» Data supplied:
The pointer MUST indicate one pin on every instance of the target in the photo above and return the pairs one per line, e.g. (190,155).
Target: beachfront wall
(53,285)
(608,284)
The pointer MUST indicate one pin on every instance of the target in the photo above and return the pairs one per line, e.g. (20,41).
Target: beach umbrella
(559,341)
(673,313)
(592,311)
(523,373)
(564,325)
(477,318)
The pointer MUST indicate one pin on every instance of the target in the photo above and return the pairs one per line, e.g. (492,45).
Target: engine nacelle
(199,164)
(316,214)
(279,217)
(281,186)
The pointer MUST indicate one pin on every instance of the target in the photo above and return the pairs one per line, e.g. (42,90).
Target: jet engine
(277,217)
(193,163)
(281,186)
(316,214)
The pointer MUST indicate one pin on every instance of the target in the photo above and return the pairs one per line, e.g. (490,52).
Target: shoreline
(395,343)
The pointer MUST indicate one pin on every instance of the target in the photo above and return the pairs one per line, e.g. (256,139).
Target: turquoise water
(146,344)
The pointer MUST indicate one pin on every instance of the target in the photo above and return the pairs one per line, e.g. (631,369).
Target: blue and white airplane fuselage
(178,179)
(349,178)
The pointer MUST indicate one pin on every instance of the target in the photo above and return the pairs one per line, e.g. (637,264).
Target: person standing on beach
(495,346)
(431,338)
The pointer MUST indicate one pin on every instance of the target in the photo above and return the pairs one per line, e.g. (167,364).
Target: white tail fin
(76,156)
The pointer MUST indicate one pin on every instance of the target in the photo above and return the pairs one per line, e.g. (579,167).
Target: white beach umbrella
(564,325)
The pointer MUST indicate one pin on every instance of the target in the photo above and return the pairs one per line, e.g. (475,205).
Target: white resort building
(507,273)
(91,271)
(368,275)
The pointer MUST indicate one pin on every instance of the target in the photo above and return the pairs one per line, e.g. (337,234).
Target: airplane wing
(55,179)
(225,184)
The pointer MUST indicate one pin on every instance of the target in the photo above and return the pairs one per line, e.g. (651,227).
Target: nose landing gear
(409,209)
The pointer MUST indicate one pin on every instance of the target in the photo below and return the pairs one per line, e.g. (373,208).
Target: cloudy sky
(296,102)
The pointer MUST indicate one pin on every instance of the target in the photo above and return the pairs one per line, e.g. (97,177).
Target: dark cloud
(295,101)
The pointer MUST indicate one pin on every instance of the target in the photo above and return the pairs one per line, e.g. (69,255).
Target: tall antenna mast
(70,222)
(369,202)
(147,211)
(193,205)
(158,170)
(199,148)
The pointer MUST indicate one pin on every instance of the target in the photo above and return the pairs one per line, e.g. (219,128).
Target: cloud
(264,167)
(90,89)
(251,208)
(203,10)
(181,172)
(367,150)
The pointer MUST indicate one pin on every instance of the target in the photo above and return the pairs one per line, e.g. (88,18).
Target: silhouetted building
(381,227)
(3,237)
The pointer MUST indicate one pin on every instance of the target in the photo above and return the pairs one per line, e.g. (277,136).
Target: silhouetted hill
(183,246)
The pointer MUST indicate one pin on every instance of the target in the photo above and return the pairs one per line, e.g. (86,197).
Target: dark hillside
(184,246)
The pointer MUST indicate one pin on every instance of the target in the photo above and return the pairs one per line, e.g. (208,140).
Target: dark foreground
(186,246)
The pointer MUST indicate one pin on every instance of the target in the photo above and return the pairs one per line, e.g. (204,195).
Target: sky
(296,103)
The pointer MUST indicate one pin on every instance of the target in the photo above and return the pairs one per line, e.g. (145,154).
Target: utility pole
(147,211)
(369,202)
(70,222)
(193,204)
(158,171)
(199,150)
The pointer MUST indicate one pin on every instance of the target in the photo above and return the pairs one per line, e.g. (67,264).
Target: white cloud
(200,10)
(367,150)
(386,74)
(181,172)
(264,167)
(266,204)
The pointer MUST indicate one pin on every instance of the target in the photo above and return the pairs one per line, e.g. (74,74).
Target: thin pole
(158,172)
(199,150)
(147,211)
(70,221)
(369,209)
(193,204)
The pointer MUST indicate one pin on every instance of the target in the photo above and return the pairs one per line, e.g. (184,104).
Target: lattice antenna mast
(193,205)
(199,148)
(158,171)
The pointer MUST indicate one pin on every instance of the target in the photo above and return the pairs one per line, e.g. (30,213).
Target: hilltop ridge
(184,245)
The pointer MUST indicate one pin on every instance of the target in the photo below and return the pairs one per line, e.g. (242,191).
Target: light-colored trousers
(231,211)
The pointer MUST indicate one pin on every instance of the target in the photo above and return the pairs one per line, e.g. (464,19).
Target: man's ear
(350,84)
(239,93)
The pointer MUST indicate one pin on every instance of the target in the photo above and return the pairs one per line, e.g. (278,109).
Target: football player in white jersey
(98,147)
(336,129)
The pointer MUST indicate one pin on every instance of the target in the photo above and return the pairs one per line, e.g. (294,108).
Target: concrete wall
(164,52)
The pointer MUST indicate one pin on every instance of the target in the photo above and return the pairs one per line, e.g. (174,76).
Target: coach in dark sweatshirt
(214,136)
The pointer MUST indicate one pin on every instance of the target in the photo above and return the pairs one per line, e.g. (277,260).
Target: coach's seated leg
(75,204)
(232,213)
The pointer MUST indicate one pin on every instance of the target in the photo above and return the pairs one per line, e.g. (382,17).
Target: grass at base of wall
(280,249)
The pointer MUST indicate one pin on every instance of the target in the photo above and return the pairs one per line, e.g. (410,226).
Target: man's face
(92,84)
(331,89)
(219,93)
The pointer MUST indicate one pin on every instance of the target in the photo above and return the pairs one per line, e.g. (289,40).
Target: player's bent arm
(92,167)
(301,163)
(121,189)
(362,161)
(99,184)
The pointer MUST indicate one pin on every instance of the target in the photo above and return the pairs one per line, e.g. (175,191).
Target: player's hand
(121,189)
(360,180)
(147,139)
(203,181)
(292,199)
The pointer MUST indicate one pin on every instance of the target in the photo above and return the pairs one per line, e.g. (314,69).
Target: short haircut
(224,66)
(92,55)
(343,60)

» Your objective: Identify every line above that includes the word "below", and show those lines.

» Result for this task:
The pointer MUST indicate one pin on every instance of the target in the photo below and return the pairs one per line, e.g. (373,208).
The pointer MUST indicate one pin on every instance of the target in the photo below and return the pairs one per line, e.g. (242,191).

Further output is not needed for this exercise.